LISTE DES TÂCHES:
1. Selon le texte sur le football féminin, en quelle année la FFF a-t-elle officiellement reconnu le football féminin ?
2. Dans le texte sur le football féminin, quels rôles les filles et les femmes devraient-elles avoir envie d'occuper, d'après la citation qui appelle les instances nationales à agir ? Citez-les tous.

TEXTE DE LA PAGE:
◆ ◆ ◆ ◆ ◆

Des observations confirmées par une étude de l’université du Pays basque, publiée en 2014.
La féminisation du football nécessite de questionner des clichés souvent intériorisés par les filles elles-mêmes : « On adore jouer au foot mais on ne regarde jamais le foot féminin. Les matchs de mecs, c’est quand même beaucoup plus sympa et dynamique », lancent de jeunes participantes au tournoi inter-écoles.
Les clubs stéphanais assurent faire de leur mieux pour recruter de nouvelles licenciées.
« Mais nos moyens sont hélas limités. Les instances nationales doivent s’emparer de cette question pour que davantage de filles et de femmes aient foi en leurs capacités et aient envie d’être joueuses, dirigeantes, éducatrices et arbitres. »
Le foot féminin en chiffres
220 352
C’est le nombre de filles et de femmes licenciées de clubs de foot en France actuellement. D’après la Fédération française de football (FFF), elles n’étaient que 81 153 en 2011. Le pays compte également 36 209 dirigeantes de clubs ou d’instances régionales ou nationales, en augmentation de 28 % depuis 2011. L’effectif de femmes arbitres a aussi augmenté, passant de 679 à 1 200 en un peu plus de dix ans.
1970
C’est l’année qui a vu le football féminin officiellement reconnu par la FFF. Mais le premier match de footballeuses a eu lieu à Paris en 1917. Depuis, les sportives ont parcouru du chemin : premier match de l’équipe de France féminine en 1971, à l’issue duquel les Françaises ont vaincu les Néerlandaises 4 buts contre 1, qualification au premier tour de l’Euro 1997, ou encore première participation à la coupe du monde en 2003.

◆ ◆ ◆ ◆ ◆

[Données de pointage]

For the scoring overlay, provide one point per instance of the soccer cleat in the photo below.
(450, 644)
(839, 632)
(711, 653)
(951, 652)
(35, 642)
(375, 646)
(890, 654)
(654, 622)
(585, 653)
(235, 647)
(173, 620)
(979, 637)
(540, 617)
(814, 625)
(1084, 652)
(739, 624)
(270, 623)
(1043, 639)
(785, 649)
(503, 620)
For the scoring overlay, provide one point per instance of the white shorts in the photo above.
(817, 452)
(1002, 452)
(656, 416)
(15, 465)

◆ ◆ ◆ ◆ ◆

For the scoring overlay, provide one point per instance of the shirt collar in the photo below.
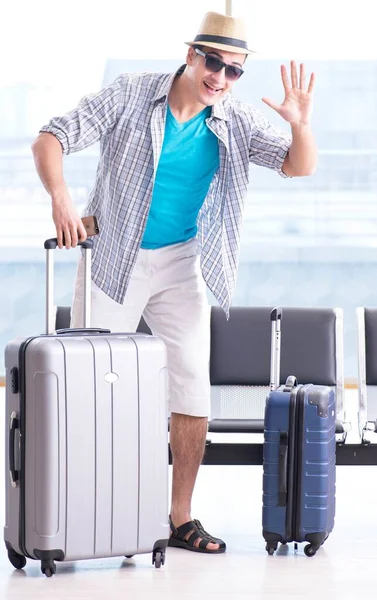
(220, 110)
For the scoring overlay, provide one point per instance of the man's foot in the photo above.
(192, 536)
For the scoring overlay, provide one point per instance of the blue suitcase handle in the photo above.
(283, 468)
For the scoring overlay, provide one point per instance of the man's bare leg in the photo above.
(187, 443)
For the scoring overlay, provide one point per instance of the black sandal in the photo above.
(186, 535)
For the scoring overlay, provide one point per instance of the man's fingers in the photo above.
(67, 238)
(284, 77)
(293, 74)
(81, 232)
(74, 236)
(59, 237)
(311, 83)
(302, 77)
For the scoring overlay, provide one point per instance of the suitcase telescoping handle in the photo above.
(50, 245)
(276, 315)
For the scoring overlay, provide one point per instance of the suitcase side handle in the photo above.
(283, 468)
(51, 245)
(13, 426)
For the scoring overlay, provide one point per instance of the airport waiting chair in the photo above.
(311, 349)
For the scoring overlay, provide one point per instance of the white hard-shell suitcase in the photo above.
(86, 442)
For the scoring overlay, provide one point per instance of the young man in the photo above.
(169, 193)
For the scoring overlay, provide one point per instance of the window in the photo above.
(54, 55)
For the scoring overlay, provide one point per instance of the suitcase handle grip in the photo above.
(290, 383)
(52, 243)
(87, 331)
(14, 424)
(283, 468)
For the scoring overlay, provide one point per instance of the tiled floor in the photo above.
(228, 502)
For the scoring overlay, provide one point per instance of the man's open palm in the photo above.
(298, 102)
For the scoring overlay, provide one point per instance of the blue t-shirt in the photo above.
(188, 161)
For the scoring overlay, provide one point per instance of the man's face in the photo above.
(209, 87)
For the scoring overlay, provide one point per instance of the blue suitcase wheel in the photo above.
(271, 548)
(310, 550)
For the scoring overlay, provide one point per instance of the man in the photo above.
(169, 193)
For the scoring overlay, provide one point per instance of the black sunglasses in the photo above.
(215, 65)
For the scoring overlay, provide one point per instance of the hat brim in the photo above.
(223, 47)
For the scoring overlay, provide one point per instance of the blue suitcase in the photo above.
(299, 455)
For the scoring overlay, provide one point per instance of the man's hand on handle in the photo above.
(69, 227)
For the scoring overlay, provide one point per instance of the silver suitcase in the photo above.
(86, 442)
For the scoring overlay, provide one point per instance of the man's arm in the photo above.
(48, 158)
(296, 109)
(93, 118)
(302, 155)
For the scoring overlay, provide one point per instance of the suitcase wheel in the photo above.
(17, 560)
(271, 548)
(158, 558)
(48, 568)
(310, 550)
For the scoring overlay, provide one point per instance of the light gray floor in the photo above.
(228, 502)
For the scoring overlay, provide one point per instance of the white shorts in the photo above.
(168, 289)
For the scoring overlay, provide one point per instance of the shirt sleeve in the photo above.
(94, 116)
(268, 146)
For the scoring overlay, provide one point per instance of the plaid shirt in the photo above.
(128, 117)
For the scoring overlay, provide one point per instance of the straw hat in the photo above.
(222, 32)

◆ ◆ ◆ ◆ ◆

SOLUTIONS CI-DESSOUS:
1. En 1970.

2. Joueuses, dirigeantes, éducatrices et arbitres.